--- ASSIGNMENT 1 ---
List every person the commentary on presidential pardons names by both a first and a last name.
--- ASSIGNMENT 2 ---
Duplicate the part of the commentary on presidential pardons that opens with the words containing "And then there’s" and closes with "seriously right now.".
--- ASSIGNMENT 3 ---
Go on with the commentary on presidential pardons, picking up after its last sentence.

--- TEXT SHOWN ---

________________

By the way, before anyone gets too excited about pardon “norm breaking” it pays to recall that George Bush Senior pardoned half the Reagan administration on Christmas eve before he left office on Iran Contra charges — they were culpable in selling arms to Iran in exchange for hostages and using the money to circumvent congress by sending it to the Nicaraguan contras in secret. Not THAT was a norm buster.

And then there’s this from one of our favorite Democrats, Jimmy Carter:

Everyone needs to get a grip. There have been political pardons since the beginning of the country and Trump would have pardoned his cronies and cult members no matter what Joe Biden did. He’s already proved that! All of our remonstrating about how Biden was pure and he is evil would have meant absolutely nothing unless we all want to see Hunter martyred over this nonsense just to prove a point (which woulodn’t be proven anyway.) Meanwhile, Kash Patel and Pam Bondi are on record saying they would go after Hunter Biden and the rest of the “Biden Crime Family” with everything they have. It’s probably a good idea to take that seriously right now.

The Unmaking Of The Presidency

A rule of law turned inside out

The whole world will watch Donald Trump and his gang of thieves defenestrate the “rule of law” in Putinesque style.

________________

--- INFORMATION SHOWN ---
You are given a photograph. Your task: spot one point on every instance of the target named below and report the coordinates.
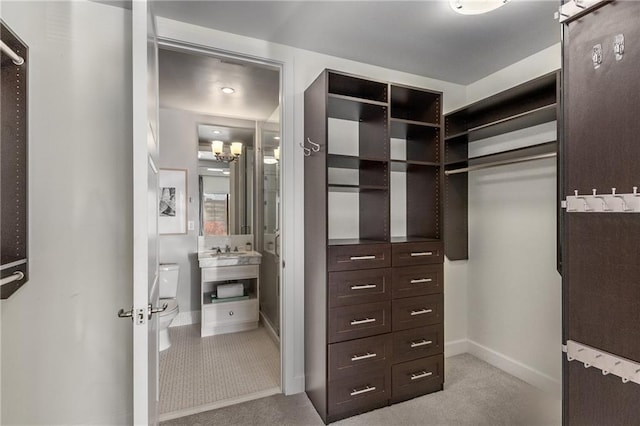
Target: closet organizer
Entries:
(13, 167)
(373, 248)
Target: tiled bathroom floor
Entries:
(215, 371)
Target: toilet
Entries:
(168, 292)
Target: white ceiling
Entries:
(420, 37)
(192, 82)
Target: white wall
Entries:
(66, 357)
(300, 68)
(514, 290)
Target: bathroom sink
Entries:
(211, 258)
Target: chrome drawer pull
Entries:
(361, 357)
(364, 321)
(420, 375)
(365, 390)
(421, 280)
(362, 257)
(363, 286)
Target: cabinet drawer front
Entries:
(358, 394)
(408, 254)
(414, 378)
(224, 273)
(230, 312)
(360, 256)
(413, 281)
(353, 322)
(359, 356)
(353, 287)
(417, 343)
(417, 311)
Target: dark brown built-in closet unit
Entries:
(373, 244)
(525, 105)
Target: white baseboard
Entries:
(186, 318)
(530, 375)
(456, 347)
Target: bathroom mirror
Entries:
(226, 183)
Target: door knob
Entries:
(151, 310)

________________

--- TASK ANSWER 1 ---
George Bush Senior, Jimmy Carter, Joe Biden, Hunter Biden, Kash Patel, Pam Bondi, Donald Trump

--- TASK ANSWER 2 ---
And then there’s this from one of our favorite Democrats, Jimmy Carter:

Everyone needs to get a grip. There have been political pardons since the beginning of the country and Trump would have pardoned his cronies and cult members no matter what Joe Biden did. He’s already proved that! All of our remonstrating about how Biden was pure and he is evil would have meant absolutely nothing unless we all want to see Hunter martyred over this nonsense just to prove a point (which woulodn’t be proven anyway.) Meanwhile, Kash Patel and Pam Bondi are on record saying they would go after Hunter Biden and the rest of the “Biden Crime Family” with everything they have. It’s probably a good idea to take that seriously right now.

--- TASK ANSWER 3 ---
Michael Tomasky considers the implications of Trump nominating Kash Patel to run the FBI inside what Trump likes to call the Department of Injustice. Trump 2.0 aims to make the name a reality. Patel’s only real qualification is that he is a “one-thousand-percent Trump loyalist,” Tomasky writes:

We’re about to enter a world where the rule of law is going to be turned inside out—where everything is converted into its bizarro-world version. It’s a world the conservative movement has been building for 50 years. It took Trump to dare to say the things that no other Republican president would quite say—about how the entire legal apparatus of the United States government is illegitimate and corrupt. But Trump said those things, and he opened the floodgates. For the next four years, we will be living, assuming Patel’s confirmation and that of Pam Bondi as attorney general, under a justice system where the following black-is-white presumptions will hold true:

  • Donald Trump, far from being the one-step-ahead-of-the-law hoodlum he’s been his entire adult life, is America’s last honest man, and every legal effort that attempts to say otherwise is, by definition, corrupt and a lie.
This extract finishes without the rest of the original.